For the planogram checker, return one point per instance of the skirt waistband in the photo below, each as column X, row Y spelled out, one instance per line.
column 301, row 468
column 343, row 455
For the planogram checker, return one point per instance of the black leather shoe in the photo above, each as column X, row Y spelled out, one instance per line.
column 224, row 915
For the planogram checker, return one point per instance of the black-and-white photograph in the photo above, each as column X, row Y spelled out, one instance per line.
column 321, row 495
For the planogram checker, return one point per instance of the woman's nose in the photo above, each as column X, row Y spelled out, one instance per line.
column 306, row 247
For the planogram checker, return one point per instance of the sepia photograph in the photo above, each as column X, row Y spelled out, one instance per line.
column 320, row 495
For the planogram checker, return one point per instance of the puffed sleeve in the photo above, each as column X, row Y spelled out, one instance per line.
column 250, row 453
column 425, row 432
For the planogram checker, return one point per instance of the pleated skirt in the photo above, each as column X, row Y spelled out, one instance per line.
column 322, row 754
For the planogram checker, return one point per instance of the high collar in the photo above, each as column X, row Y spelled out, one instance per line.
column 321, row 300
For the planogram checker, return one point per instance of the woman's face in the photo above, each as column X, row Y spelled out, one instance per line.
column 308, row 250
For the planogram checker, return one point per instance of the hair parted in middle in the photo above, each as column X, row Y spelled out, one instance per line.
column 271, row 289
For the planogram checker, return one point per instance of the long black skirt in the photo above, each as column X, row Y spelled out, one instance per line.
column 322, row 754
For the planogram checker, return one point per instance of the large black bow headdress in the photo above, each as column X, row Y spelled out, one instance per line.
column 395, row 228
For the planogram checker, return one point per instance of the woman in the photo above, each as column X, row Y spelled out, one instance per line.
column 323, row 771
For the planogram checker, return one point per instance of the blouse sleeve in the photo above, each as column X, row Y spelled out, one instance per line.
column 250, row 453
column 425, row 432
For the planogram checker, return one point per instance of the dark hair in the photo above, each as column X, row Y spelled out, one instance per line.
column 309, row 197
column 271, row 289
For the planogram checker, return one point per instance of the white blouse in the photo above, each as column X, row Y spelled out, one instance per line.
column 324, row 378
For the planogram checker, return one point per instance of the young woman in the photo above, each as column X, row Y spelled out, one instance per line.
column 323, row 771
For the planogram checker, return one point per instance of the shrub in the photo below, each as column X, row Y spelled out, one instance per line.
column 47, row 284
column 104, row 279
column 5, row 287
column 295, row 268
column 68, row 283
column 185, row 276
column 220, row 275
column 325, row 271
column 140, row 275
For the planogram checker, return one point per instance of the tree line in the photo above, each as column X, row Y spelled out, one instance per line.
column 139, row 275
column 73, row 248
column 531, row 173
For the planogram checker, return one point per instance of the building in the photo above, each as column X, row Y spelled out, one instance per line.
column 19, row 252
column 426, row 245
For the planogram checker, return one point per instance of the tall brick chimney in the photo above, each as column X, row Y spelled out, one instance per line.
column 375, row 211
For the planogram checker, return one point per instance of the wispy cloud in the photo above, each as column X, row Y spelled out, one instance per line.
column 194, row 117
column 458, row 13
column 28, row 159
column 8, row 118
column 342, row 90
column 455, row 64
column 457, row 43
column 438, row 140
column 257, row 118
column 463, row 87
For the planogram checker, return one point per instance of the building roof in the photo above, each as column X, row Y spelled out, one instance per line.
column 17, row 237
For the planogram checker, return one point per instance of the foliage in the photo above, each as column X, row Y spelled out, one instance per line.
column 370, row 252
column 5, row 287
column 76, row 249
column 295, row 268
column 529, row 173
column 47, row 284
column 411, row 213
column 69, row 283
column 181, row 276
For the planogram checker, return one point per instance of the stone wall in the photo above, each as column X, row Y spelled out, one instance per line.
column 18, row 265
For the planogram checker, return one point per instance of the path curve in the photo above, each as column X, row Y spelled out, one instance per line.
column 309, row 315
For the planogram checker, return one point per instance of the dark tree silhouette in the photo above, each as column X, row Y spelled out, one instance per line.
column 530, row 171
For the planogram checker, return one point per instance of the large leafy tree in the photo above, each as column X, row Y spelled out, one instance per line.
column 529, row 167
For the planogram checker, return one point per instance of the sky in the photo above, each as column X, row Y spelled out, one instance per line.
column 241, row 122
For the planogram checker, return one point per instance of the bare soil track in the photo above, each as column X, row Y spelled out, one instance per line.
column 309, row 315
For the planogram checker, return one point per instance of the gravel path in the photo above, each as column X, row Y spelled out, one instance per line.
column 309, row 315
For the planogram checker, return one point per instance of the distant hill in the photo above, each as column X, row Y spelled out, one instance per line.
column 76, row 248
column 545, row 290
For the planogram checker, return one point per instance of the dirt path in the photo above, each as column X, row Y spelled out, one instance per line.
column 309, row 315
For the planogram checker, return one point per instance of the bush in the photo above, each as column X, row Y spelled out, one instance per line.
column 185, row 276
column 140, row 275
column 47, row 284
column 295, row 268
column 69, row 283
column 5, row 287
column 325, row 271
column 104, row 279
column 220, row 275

_THE TASK_
Please write the full listing out again, exactly.

_ANSWER SECTION_
For the planogram checker, return one point per instance of the skirt waistband in the photo below, each as column X, row Y spelled out, one instance per line.
column 301, row 468
column 343, row 455
For the planogram checker, return one point per instance of the black leather shoe in the photo above, each as column X, row Y spelled out, one instance per line.
column 224, row 915
For the planogram checker, return one point per instance of the black-and-white photograph in the photo above, each as column X, row Y spelled out, one instance per line.
column 321, row 495
For the planogram checker, return one point per instance of the woman's nose in the photo above, each as column X, row Y spelled out, one instance per line.
column 306, row 247
For the planogram checker, return one point per instance of the sepia photograph in the photo above, each as column X, row Y spelled out, one instance per line.
column 320, row 495
For the planogram checker, return one point per instance of the puffed sleeve in the photo above, each as column X, row Y spelled out, one instance per line.
column 250, row 453
column 425, row 432
For the planogram checker, return one point per instance of the pleated skirt in the photo above, each as column X, row Y spelled out, one instance per line.
column 322, row 754
For the planogram checker, return one point per instance of the high collar in the photo above, each as column X, row Y spelled out, one instance per line.
column 321, row 300
For the planogram checker, return one point per instance of the woman's face in the photo above, each as column X, row Y spelled out, one instance per line.
column 308, row 250
For the planogram checker, return one point per instance of the hair parted in middle in the photo above, each as column X, row Y spelled out, one instance per line.
column 271, row 289
For the planogram checker, return one point per instance of the long black skirt in the photo above, each as column X, row Y spelled out, one instance per line.
column 322, row 754
For the planogram checker, return one point per instance of the large black bow headdress in the photo above, each as column X, row Y spelled out, one instance per line.
column 395, row 228
For the planogram checker, return one point per instance of the woman in the photo above, each as column X, row Y spelled out, one instance per line.
column 323, row 771
For the planogram checker, return one point per instance of the blouse sleeve in the photo above, each as column X, row Y spelled out, one instance per line.
column 250, row 453
column 425, row 432
For the planogram checker, return one point per instance of the dark hair in the photo above, each as column X, row Y spelled out, one instance per line.
column 309, row 197
column 271, row 289
For the planogram checker, return one point per instance of the white blouse in the photo above, each as column X, row Y spelled out, one instance per line.
column 324, row 378
For the planogram checker, return one point per instance of the young woman in the photo above, each as column X, row Y spelled out, one instance per line.
column 323, row 771
For the planogram checker, return one point per instance of the shrub in the photo below, each as column X, row Y spelled out, one instance per line.
column 47, row 284
column 104, row 279
column 5, row 287
column 295, row 268
column 68, row 283
column 185, row 276
column 220, row 275
column 325, row 271
column 140, row 275
For the planogram checker, return one point per instance of the tree line in the photo above, each as column X, row Y spelled out, one instance per line.
column 139, row 275
column 73, row 248
column 531, row 173
For the planogram checker, return one point per instance of the building in the photo above, each as column X, row Y spelled out, one instance per line.
column 19, row 252
column 426, row 245
For the planogram checker, return one point per instance of the tall brick chimney in the photo above, each as column X, row Y spelled out, one instance per line.
column 375, row 211
For the planogram checker, return one point per instance of the wispy cloud in the photo above, each as column X, row Y spelled out, one instance per line.
column 194, row 117
column 458, row 13
column 28, row 159
column 8, row 118
column 342, row 90
column 455, row 64
column 457, row 43
column 438, row 140
column 257, row 118
column 463, row 87
For the planogram checker, return one point per instance of the building roof in the photo above, each as column X, row Y spelled out, one instance per line.
column 17, row 237
For the planogram checker, return one point per instance of the foliage in the photo above, each as column X, row Y spelled out, one instance per line.
column 370, row 252
column 5, row 287
column 76, row 249
column 295, row 268
column 529, row 173
column 47, row 284
column 411, row 213
column 69, row 283
column 181, row 276
For the planogram checker, return one point per instance of the stone wall in the photo above, each as column X, row Y spelled out, one instance per line.
column 18, row 265
For the planogram checker, return one point per instance of the path curve in the photo above, each as column X, row Y spelled out, one instance per line.
column 309, row 315
For the planogram checker, return one point per instance of the dark tree silhouette in the photo above, each as column X, row Y spelled out, one instance per line.
column 530, row 171
For the planogram checker, return one point per instance of the large leafy tree in the photo above, each as column X, row Y spelled out, one instance per line.
column 529, row 167
For the planogram checker, return one point per instance of the sky in the photo above, each as column X, row Y spelled out, one instance per line.
column 241, row 122
For the planogram checker, return one point per instance of the bare soil track in the photo above, each as column X, row Y spelled out, one instance per line.
column 309, row 315
For the planogram checker, return one point per instance of the gravel path in the photo above, each as column X, row Y spelled out, one instance per line.
column 309, row 315
For the planogram checker, return one point per instance of the distant hill in the photo above, each as column X, row Y spelled out, one instance per line.
column 76, row 248
column 545, row 290
For the planogram checker, return one point per instance of the dirt path in the photo above, each as column X, row Y spelled out, one instance per line.
column 309, row 315
For the planogram checker, return one point per instance of the bush in the photo above, each as column X, row Y spelled out, one instance per line.
column 185, row 276
column 140, row 275
column 47, row 284
column 295, row 268
column 69, row 283
column 5, row 287
column 325, row 271
column 104, row 279
column 220, row 275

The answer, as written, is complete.